• AIM 1: Which lines in the listing below contain the string "evenodd"? Copy out each of those lines, treating uppercase and lowercase letters as distinct.

• PASSAGE SHOWN:
* Begin *

Harry J. Cohen (1914) 🇺🇸
Under the corporate name of The Popular Plays and Players Company, Harry J. Cohen, best known from his popular connections with the General Film Company and general manager of the feature department, and associates have launched what purports to be an important addition to the recent group of high class producers of famous plays in screen form. The new organization is housed in the Mecca Building, and from the busy appearance of the offices the first announcement of the concern is meeting with a responsive chord.
Harry Cohen, general executive of the company and a part owner, began his theatrical career as advertising manager for Hooley’s Theater (now Powers’), Chicago. Graduating from this, he launched into the theatrical end and for seventeen seasons handled the various heavy productions throughout the West, his last being that of The Burgomaster. For seven years with Harry Davis of Pittsburgh, he entered the film field, and while associated with Klimt & Gazzola he opened the first film show in Chicago. Mr. Cohen was among the first to realize the importance of exploiting films by means of lithographic paper. He opened the first exchange at Toronto for George Kleine and then became manager of various branches for the General Film Company, with which concern he remained until March 17 of this year, when he decided to strike out for himself.

* End *

• AIM 2: How might the profile of Harry J. Cohen above go on? Extend it, starting right after its final sentence.

• DATA LINES:
* Begin *

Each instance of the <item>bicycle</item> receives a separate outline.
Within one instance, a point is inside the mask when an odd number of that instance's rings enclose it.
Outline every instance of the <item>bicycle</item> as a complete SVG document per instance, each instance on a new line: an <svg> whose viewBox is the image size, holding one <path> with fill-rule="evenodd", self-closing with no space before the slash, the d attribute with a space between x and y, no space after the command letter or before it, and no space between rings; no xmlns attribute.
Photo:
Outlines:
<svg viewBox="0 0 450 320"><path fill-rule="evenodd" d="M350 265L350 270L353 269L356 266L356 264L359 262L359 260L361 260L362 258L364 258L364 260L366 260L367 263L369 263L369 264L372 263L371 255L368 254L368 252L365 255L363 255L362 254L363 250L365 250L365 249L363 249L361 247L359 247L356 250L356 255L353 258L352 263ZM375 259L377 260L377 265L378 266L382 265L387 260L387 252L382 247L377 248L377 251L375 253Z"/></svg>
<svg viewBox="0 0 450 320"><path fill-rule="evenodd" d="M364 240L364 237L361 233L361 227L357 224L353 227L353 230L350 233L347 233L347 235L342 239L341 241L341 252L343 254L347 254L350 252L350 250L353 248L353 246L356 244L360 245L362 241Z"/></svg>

* End *

• WRITTEN ANSWER 1:
Outline every instance of the <item>bicycle</item> as a complete SVG document per instance, each instance on a new line: an <svg> whose viewBox is the image size, holding one <path> with fill-rule="evenodd", self-closing with no space before the slash, the d attribute with a space between x and y, no space after the command letter or before it, and no space between rings; no xmlns attribute.
<svg viewBox="0 0 450 320"><path fill-rule="evenodd" d="M350 265L350 270L353 269L356 266L356 264L359 262L359 260L361 260L362 258L364 258L364 260L366 260L367 263L369 263L369 264L372 263L371 255L368 254L368 252L365 255L363 255L362 254L363 250L365 250L365 249L363 249L361 247L359 247L356 250L356 255L353 258L352 263ZM375 259L377 260L377 265L378 266L382 265L387 260L387 252L382 247L377 248L377 251L375 253Z"/></svg>
<svg viewBox="0 0 450 320"><path fill-rule="evenodd" d="M364 240L364 237L361 233L361 227L357 224L353 227L353 230L350 233L347 233L347 235L342 239L341 241L341 252L343 254L347 254L350 252L350 250L353 248L353 246L356 244L360 245L362 241Z"/></svg>

• WRITTEN ANSWER 2:
The first production of the Popular Plays and Players Company will be Michael Strogoff, now being produced by Lubin with a star cast of Lubin players headed by the eminent character romancer, Jacob P. Adler. This initial production should be a classic in that Mr. Lubin is devoting his best players and directors to the making of it and the company is making every effort to turn out a gigantic production.
Following Michael Strogoff Andrew Mack will be presented in The Ragged Earl, and then Margaret Anglin in one of the most popular successes. For Michael Strogoff the Popular Plays and Players Company is using fifteen Tartar soldiers loaned them for intermittent periods by the Russian Ambassador at Washington. Quite a little territory has already been disposed of.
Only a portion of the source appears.